DATA FOR THIS TASK —
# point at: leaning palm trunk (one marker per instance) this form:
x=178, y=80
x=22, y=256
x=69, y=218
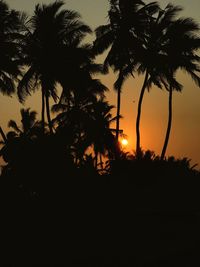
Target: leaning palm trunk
x=3, y=135
x=49, y=115
x=138, y=148
x=118, y=113
x=169, y=124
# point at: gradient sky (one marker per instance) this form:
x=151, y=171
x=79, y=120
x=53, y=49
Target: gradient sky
x=184, y=140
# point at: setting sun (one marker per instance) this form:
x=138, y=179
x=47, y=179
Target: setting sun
x=124, y=142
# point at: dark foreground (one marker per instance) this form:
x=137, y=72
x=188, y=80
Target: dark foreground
x=136, y=215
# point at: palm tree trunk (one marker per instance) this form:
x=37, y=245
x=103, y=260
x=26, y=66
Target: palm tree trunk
x=169, y=124
x=49, y=115
x=138, y=148
x=3, y=135
x=43, y=109
x=118, y=113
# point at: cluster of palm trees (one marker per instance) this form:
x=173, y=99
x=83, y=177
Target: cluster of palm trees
x=49, y=50
x=148, y=40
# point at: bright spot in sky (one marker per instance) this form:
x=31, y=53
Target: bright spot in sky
x=124, y=142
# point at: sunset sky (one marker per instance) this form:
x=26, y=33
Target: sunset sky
x=185, y=134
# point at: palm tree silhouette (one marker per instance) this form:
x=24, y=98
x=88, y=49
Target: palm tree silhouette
x=181, y=50
x=29, y=128
x=77, y=106
x=11, y=26
x=127, y=22
x=47, y=46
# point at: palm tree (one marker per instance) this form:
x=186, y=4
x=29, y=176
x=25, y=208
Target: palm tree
x=50, y=39
x=29, y=128
x=127, y=22
x=11, y=25
x=181, y=51
x=75, y=110
x=151, y=56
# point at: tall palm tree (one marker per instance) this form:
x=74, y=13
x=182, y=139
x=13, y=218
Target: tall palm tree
x=29, y=127
x=181, y=50
x=127, y=22
x=11, y=25
x=151, y=57
x=50, y=39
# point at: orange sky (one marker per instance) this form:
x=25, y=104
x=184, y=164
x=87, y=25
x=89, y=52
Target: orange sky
x=184, y=140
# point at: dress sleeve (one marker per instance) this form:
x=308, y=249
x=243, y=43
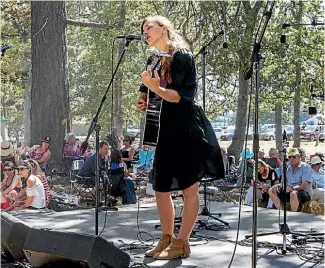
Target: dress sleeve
x=183, y=75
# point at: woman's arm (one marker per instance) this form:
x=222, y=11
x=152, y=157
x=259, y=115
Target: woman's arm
x=45, y=158
x=153, y=83
x=131, y=154
x=13, y=185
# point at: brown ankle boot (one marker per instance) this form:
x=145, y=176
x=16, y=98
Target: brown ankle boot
x=179, y=248
x=164, y=241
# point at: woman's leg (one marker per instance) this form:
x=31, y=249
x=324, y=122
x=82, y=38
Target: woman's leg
x=166, y=212
x=190, y=211
x=180, y=248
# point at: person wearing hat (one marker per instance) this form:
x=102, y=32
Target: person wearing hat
x=127, y=151
x=41, y=153
x=8, y=153
x=317, y=178
x=34, y=189
x=299, y=176
x=72, y=147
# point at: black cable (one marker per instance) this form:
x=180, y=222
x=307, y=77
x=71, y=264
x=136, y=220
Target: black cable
x=112, y=55
x=243, y=177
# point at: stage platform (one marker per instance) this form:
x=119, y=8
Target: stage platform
x=122, y=226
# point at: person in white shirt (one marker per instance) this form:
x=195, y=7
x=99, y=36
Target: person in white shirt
x=34, y=189
x=317, y=179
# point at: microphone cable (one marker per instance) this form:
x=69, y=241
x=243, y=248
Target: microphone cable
x=243, y=178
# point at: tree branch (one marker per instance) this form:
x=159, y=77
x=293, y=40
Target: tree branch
x=90, y=24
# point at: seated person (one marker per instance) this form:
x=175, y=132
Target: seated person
x=34, y=188
x=72, y=147
x=41, y=153
x=302, y=154
x=10, y=186
x=267, y=177
x=261, y=154
x=298, y=183
x=88, y=169
x=8, y=153
x=317, y=179
x=274, y=154
x=248, y=155
x=127, y=151
x=23, y=148
x=116, y=162
x=37, y=171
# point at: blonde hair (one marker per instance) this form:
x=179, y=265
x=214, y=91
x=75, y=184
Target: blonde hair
x=175, y=43
x=70, y=136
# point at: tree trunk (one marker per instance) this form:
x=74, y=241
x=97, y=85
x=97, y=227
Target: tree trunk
x=278, y=126
x=296, y=107
x=118, y=113
x=241, y=118
x=297, y=99
x=49, y=95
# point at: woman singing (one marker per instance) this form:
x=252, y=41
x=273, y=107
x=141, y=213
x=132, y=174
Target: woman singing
x=187, y=148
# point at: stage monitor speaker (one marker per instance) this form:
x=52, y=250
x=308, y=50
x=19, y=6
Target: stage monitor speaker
x=312, y=110
x=13, y=235
x=48, y=248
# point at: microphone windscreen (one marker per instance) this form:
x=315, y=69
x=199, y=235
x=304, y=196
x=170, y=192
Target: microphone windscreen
x=312, y=110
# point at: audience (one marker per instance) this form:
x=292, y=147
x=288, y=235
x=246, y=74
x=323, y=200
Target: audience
x=8, y=153
x=274, y=153
x=298, y=186
x=37, y=171
x=88, y=169
x=10, y=185
x=34, y=189
x=127, y=151
x=267, y=177
x=72, y=147
x=317, y=179
x=41, y=153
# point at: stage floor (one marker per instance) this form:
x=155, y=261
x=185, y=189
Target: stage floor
x=122, y=225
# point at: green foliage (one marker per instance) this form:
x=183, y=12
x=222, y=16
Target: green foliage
x=90, y=54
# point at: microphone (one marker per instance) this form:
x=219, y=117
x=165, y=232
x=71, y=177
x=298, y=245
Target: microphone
x=224, y=44
x=283, y=35
x=4, y=48
x=140, y=37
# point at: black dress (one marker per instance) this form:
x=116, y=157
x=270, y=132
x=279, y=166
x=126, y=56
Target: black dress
x=184, y=128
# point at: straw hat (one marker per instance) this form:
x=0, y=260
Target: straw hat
x=6, y=148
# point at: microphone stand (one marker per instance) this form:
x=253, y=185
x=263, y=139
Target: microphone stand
x=94, y=126
x=255, y=62
x=205, y=211
x=284, y=229
x=203, y=52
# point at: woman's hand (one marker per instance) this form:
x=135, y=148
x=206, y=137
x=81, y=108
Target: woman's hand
x=150, y=82
x=141, y=105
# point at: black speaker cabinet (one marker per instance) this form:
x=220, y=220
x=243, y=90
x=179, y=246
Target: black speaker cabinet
x=13, y=235
x=47, y=248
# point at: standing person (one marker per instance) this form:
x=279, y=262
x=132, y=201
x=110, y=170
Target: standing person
x=182, y=125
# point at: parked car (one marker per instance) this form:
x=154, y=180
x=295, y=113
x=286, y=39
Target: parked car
x=308, y=132
x=218, y=131
x=322, y=136
x=228, y=135
x=289, y=130
x=268, y=134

PROBLEM —
Write the entries out in full and exactly, omitting every picture.

THE COMPLETED TASK —
# point at: leaning palm trunk (one marker per instance) this form:
x=178, y=80
x=22, y=256
x=69, y=218
Target: leaning palm trunk
x=3, y=135
x=49, y=115
x=138, y=148
x=118, y=113
x=169, y=124
# point at: gradient sky (one marker per instance) this form:
x=151, y=171
x=79, y=120
x=53, y=49
Target: gradient sky
x=184, y=140
# point at: setting sun (one marker per instance) this form:
x=138, y=179
x=47, y=179
Target: setting sun
x=124, y=142
# point at: dark foreground (one marker per instance) this form:
x=137, y=72
x=188, y=80
Target: dark foreground
x=136, y=215
# point at: palm tree trunk (one marker per instance) this form:
x=37, y=245
x=103, y=260
x=26, y=66
Target: palm tree trunk
x=169, y=124
x=49, y=115
x=138, y=148
x=3, y=135
x=43, y=109
x=118, y=113
# point at: cluster of palm trees (one marker per instance) this form:
x=173, y=99
x=83, y=177
Target: cluster of palm trees
x=49, y=50
x=148, y=40
# point at: bright spot in sky (one marker per instance) this form:
x=31, y=53
Target: bright spot in sky
x=124, y=142
# point at: sunset sky (one marker per instance) this form:
x=26, y=33
Target: sunset sky
x=185, y=134
# point at: palm tree silhouette (one marker per instance) this form:
x=24, y=98
x=88, y=49
Target: palm tree silhouette
x=181, y=50
x=29, y=128
x=77, y=106
x=11, y=26
x=127, y=22
x=47, y=46
# point at: palm tree (one marker per instance) this form:
x=186, y=4
x=29, y=176
x=25, y=208
Target: palm tree
x=50, y=39
x=29, y=128
x=127, y=22
x=11, y=25
x=181, y=51
x=75, y=110
x=151, y=56
# point at: tall palm tree (one marker per instance) this form:
x=74, y=13
x=182, y=139
x=13, y=218
Target: tall palm tree
x=29, y=127
x=181, y=50
x=127, y=22
x=11, y=25
x=151, y=57
x=50, y=39
# point at: orange sky (one marker per instance) this form:
x=25, y=104
x=184, y=164
x=87, y=25
x=89, y=52
Target: orange sky
x=184, y=140
# point at: dress sleeve (one marker per instance) this form:
x=308, y=249
x=243, y=43
Target: dress sleeve
x=183, y=75
# point at: woman's arm (one marker per instance) this form:
x=222, y=11
x=152, y=157
x=259, y=115
Target: woman's arm
x=45, y=158
x=153, y=83
x=131, y=154
x=13, y=185
# point at: brown ankle boot (one marker per instance) this form:
x=145, y=176
x=16, y=98
Target: brown ankle boot
x=179, y=248
x=164, y=241
# point at: woman's leg (one marker per instance) this form:
x=31, y=249
x=324, y=122
x=82, y=38
Target: woman's leg
x=166, y=212
x=190, y=211
x=180, y=248
# point at: person wearing hat (one marker per instance) this form:
x=102, y=32
Target: person wearing hat
x=127, y=151
x=41, y=153
x=8, y=153
x=317, y=178
x=34, y=189
x=299, y=176
x=72, y=147
# point at: black cable (one marker per instance) this form:
x=180, y=222
x=307, y=77
x=71, y=264
x=136, y=220
Target: black cable
x=112, y=55
x=243, y=177
# point at: stage platform (one marker per instance) this form:
x=119, y=8
Target: stage platform
x=122, y=226
# point at: person in white shirt (one marker per instance) this form:
x=195, y=7
x=99, y=36
Target: person in white shirt
x=34, y=189
x=317, y=179
# point at: microphone cable (one marker per instance) this form:
x=69, y=241
x=243, y=248
Target: microphone cable
x=243, y=178
# point at: tree branch (one marker per instance) this form:
x=159, y=77
x=293, y=40
Target: tree branch
x=90, y=24
# point at: seated person (one marker per instance) this form:
x=175, y=132
Target: seated person
x=34, y=188
x=72, y=147
x=41, y=153
x=302, y=154
x=10, y=186
x=267, y=177
x=261, y=154
x=298, y=183
x=88, y=169
x=8, y=153
x=317, y=179
x=274, y=154
x=248, y=155
x=127, y=151
x=23, y=148
x=116, y=162
x=37, y=171
# point at: blonde hair (one marker per instance) this form:
x=179, y=265
x=214, y=91
x=75, y=184
Target: blonde hair
x=175, y=43
x=70, y=136
# point at: tree trunk (one marker per instance) this form:
x=74, y=241
x=97, y=85
x=97, y=227
Target: tree trunk
x=278, y=126
x=296, y=107
x=118, y=113
x=241, y=118
x=297, y=99
x=49, y=95
# point at: woman singing (one marker per instance) this form:
x=252, y=41
x=273, y=107
x=141, y=213
x=132, y=174
Target: woman singing
x=187, y=148
# point at: stage monitor speaker (one marker per instance) this form:
x=52, y=250
x=308, y=50
x=19, y=6
Target: stage monitor speaker
x=312, y=110
x=13, y=235
x=48, y=248
# point at: microphone windscreen (one marker per instance) this form:
x=315, y=69
x=199, y=235
x=304, y=196
x=170, y=192
Target: microphone windscreen
x=312, y=110
# point at: audience (one marker per instance) this form:
x=292, y=147
x=288, y=235
x=246, y=74
x=323, y=200
Target: audience
x=8, y=153
x=274, y=153
x=298, y=186
x=37, y=171
x=88, y=169
x=10, y=185
x=34, y=189
x=127, y=151
x=267, y=177
x=72, y=147
x=317, y=179
x=41, y=153
# point at: stage floor (one marker per instance) this form:
x=155, y=261
x=185, y=189
Target: stage floor
x=122, y=225
# point at: green foliage (one marker per instance) this form:
x=183, y=12
x=222, y=16
Target: green foliage
x=90, y=54
# point at: microphone (one marker per instance) this form:
x=219, y=117
x=165, y=232
x=71, y=177
x=298, y=245
Target: microphone
x=224, y=44
x=283, y=35
x=4, y=48
x=140, y=37
# point at: black dress (one marker per instance) this form:
x=116, y=157
x=270, y=132
x=279, y=166
x=126, y=56
Target: black dress
x=184, y=128
# point at: straw hat (one marker per instance) this form:
x=0, y=260
Target: straw hat
x=6, y=148
# point at: microphone stand (one marker per instance) this form:
x=253, y=185
x=263, y=139
Target: microphone stand
x=94, y=126
x=255, y=62
x=205, y=211
x=284, y=229
x=203, y=52
# point at: woman's hand (one marker per instance) this form:
x=135, y=148
x=206, y=137
x=81, y=108
Target: woman's hand
x=150, y=82
x=141, y=105
# point at: black speaker cabinet (one marker per instance) this form:
x=220, y=220
x=243, y=90
x=179, y=246
Target: black speaker cabinet
x=13, y=235
x=47, y=248
# point at: standing person (one marker per instance) this form:
x=279, y=262
x=132, y=201
x=110, y=170
Target: standing person
x=182, y=125
# point at: parked car (one marker per instance) this form:
x=154, y=180
x=295, y=113
x=286, y=39
Target: parked car
x=308, y=132
x=218, y=131
x=322, y=136
x=228, y=135
x=289, y=130
x=268, y=134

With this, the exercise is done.